**Wybór tekstu**

=-=-=-=-=

Ogłoszenia podręczne » KLIKNIJ WAĆPAN «

Strona 14 z 14 Previous  1 ... 8 ... 12, 13, 14

Go down

Pisanie 21.08.17 23:18  •  Ciche pustkowie - Page 14 Empty Re: Ciche pustkowie
Nie czuł się dobrze. Przede wszystkim w ogóle się nie czuł, od tego trzeba zacząć. W skroniach pulsował tępy ból i to jedyne, co był zdolny odczuwać. Zignorował nawet zmęczenie długą wędrówką. Nie użył skrzydeł, bo nie mógł. Nie potrafił ich zmaterializować, coś blokowało nie tylko jego zdolność logicznego myślenia, ale też podstawową anielską umiejętność lotu.
Tęskniłeś?
Drwiący głos zaśmiał się we wnętrzu czaszki. Znowu powrócił, choć tak długo go nie było. Dlaczego? Przecież mógł pójść precz w miejsce, z którego przyszedł. Ismael nigdy nie zapraszał Abruela do swojej głowy, sam znalazł do niej drogę i zamieszkał jak w swojej własnej, szepcząc czasem różne rzeczy. Snuł opowieści o dawnych dziejach, kpił z miodowookiego anioła zastępu, ostrzegał go przed niebezpieczeństwami. Przez kilka lat stali się niemalże jednością, a Vexowi udało się go nawet skutecznie ignorować. Dopóki lokator nie obraził się i jego obecność nie zniknęła w tajemniczych okolicznościach. Początkowo było to niepokojące, ale w końcu jakoś udało się powrocić do normalności nieprzerywanej podszeptami szalonego anioła.
Uraziłeś mnie ostatnio. Ale teraz już wiem co ci zrobię. Nie ma ucieczki. Nauczyłem się panować nad tobą tak jak ty swoją zdolnością panowałeś nad innymi. I ja nie mogę ci rozkazać się zabić. Nie wprost.
Oszalałeś już do końca, Abru-elu? Zginiesz razem ze mną.
Ciemnowłosy zdołał przełamać część kontroli, zatrzymał się. Spojrzał na widok rozciągający się przed nim i wiedział, że zdecydowanie nie powinien tu być. Był przecież plugawym pomiotem starego boga, który wystąpił przeciwko prawu oraz ludziom. W dodatku należał do starej generacji, która pomagała Stwórcy jeszcze jako niematerialna iskra. Serce niemalże zamarło mu w piersi widząc oddalone szczyty Gór Shi. Ostatniego miejsca na zniszczonej Ziemi, w którym powinien znaleźć się anioł.
On jest Jedyny i Najwyższy. W Nim pokładaj nadzieję. Dla zniszczonego społeczeństwa aniołów nie ma już ratunku, ale możesz się uratować nim rozpoczną się krucjaty.

=-=-=-=-=

Rekordy zbioru danych do wskazywania
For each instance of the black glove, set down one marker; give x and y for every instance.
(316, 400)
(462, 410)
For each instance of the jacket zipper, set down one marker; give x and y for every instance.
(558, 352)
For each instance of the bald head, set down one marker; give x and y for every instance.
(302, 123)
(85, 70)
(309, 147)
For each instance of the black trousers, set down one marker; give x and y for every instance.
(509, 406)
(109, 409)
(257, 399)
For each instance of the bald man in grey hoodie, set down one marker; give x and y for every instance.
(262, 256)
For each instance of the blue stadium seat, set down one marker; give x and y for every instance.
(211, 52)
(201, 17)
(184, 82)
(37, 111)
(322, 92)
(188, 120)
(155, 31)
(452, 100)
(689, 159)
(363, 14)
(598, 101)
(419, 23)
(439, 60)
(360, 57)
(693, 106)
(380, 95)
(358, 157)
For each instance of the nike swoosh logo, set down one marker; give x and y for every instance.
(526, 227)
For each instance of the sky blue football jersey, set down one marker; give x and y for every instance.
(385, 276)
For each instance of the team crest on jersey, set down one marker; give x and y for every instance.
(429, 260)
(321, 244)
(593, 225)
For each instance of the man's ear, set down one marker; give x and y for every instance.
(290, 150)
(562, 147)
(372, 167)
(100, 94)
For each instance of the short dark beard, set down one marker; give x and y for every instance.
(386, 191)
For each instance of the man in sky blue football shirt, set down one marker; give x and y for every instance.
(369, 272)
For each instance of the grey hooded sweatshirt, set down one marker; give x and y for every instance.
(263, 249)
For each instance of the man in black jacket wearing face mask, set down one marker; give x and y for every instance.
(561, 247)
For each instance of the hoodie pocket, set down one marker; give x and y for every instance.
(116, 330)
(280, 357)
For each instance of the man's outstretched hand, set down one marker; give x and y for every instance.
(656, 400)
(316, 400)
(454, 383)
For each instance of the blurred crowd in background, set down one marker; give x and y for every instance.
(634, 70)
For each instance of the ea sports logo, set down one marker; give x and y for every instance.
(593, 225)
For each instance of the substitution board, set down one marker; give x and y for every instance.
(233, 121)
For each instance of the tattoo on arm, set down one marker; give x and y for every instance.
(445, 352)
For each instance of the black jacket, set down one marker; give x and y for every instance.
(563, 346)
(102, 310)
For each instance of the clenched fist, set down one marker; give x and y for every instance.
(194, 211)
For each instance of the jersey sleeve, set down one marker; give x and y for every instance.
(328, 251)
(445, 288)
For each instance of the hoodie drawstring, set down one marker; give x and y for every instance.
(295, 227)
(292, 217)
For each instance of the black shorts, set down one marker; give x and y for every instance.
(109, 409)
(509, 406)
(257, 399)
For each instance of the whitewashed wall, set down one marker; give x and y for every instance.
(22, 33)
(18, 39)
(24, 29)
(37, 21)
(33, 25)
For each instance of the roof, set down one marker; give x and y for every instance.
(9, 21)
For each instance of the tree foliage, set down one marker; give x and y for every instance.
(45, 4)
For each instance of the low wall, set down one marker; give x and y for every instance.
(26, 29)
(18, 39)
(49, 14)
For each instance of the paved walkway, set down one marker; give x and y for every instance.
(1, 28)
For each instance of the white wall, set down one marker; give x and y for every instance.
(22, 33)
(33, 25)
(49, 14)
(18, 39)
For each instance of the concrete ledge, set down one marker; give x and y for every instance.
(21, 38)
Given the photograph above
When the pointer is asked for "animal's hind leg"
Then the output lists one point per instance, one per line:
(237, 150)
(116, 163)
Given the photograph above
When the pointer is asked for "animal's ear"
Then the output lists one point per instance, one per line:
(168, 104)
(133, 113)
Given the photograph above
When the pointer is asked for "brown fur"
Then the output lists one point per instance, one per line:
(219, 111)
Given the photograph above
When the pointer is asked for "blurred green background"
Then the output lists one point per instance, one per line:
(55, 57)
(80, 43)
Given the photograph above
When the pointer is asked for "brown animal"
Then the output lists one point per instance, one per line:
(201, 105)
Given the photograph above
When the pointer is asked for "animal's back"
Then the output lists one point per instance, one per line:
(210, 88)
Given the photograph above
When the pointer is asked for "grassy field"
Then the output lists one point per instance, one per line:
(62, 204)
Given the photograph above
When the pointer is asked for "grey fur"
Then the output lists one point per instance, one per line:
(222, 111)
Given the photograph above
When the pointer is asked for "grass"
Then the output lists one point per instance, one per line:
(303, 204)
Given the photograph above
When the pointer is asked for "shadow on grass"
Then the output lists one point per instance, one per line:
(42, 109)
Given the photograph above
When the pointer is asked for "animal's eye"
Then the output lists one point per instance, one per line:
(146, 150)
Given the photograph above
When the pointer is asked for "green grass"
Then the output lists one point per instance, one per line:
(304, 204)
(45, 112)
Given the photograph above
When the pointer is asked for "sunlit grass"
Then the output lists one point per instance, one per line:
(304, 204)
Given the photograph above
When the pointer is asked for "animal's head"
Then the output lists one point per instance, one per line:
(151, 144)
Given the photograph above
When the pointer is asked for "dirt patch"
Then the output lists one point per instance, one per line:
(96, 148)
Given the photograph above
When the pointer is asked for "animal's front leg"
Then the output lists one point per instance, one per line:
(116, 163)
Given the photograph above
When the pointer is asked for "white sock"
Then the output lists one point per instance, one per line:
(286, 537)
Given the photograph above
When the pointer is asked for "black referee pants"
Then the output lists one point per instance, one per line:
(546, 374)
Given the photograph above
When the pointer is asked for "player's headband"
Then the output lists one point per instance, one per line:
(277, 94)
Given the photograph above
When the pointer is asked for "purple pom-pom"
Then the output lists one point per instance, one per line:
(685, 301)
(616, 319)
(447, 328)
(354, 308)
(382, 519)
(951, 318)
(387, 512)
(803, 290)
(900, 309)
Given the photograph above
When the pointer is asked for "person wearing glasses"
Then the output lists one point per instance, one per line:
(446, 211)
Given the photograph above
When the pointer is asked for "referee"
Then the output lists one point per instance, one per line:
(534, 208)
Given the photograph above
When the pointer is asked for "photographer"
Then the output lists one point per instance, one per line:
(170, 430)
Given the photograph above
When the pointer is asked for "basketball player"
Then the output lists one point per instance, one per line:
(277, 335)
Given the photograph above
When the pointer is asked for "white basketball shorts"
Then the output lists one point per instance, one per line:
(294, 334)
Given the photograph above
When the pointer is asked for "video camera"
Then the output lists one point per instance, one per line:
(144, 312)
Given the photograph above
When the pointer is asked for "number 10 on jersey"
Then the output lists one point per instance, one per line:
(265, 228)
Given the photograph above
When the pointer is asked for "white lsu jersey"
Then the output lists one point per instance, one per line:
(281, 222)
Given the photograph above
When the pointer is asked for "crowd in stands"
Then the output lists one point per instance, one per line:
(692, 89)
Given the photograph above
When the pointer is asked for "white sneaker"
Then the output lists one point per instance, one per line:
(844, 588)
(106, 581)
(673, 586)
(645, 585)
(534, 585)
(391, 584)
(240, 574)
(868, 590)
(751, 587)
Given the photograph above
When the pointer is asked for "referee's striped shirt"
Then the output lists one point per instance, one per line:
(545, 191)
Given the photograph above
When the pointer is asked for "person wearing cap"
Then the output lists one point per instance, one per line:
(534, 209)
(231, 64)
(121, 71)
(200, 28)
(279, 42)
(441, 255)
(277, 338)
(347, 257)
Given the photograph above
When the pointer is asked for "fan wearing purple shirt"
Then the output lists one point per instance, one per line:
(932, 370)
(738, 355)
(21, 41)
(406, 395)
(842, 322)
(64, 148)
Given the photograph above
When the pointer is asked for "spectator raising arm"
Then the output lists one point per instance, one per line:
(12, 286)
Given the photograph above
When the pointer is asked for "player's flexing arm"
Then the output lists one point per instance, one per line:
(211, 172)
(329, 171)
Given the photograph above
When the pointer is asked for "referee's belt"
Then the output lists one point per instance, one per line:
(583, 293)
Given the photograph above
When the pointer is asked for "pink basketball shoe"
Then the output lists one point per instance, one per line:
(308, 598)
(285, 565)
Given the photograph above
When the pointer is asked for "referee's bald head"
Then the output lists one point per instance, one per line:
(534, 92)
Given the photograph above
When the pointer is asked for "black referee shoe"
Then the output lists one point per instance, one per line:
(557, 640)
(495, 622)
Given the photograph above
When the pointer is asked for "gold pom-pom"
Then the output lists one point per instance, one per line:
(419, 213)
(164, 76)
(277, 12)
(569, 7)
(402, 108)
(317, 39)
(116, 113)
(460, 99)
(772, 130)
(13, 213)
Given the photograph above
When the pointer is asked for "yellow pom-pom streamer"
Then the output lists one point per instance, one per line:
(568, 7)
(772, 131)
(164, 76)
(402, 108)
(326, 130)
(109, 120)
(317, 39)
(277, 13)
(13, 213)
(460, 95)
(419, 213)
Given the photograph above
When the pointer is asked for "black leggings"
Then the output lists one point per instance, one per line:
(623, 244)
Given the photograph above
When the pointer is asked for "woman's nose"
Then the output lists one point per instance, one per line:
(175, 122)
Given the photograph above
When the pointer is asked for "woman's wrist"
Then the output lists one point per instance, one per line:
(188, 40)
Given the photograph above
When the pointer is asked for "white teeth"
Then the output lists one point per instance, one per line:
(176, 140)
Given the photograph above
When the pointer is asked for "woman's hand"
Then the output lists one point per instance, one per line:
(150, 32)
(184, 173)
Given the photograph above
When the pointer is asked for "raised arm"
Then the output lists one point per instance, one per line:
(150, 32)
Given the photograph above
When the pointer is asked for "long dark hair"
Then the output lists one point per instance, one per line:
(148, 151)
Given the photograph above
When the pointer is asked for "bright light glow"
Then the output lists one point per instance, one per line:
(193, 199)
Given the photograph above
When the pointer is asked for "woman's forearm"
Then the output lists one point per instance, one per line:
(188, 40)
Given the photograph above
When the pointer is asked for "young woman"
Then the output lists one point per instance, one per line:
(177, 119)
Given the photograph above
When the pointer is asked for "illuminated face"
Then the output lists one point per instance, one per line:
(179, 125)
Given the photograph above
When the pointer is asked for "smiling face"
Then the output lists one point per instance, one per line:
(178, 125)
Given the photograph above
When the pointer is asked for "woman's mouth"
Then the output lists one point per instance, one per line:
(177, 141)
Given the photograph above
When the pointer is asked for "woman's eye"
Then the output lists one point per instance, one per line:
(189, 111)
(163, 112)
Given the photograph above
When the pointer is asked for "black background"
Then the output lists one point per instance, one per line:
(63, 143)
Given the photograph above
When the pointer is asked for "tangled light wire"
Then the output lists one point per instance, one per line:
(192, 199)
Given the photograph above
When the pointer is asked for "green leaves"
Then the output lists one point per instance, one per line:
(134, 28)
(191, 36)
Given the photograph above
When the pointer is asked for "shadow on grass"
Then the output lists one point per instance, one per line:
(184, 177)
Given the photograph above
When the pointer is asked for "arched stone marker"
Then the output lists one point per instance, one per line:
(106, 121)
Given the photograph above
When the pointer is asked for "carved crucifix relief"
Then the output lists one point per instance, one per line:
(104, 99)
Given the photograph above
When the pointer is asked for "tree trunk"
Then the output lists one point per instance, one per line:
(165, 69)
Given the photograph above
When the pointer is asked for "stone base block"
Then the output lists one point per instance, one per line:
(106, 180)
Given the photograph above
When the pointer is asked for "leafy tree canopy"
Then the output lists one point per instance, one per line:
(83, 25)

=-=-=-=-=

Zredaguj fragment wpisu „Ciche pustkowie”, który otwierają słowa zawierające „Uraziłeś mnie ostatnio.”, a zamyka „zabić. Nie wprost.”, i przytocz go ponownie, zastępując „ucieczki” słowem „odwrotu”.

**Wynik ćwiczenia**
Uraziłeś mnie ostatnio. Ale teraz już wiem co ci zrobię. Nie ma odwrotu. Nauczyłem się panować nad tobą tak jak ty swoją zdolnością panowałeś nad innymi. I ja nie mogę ci rozkazać się zabić. Nie wprost.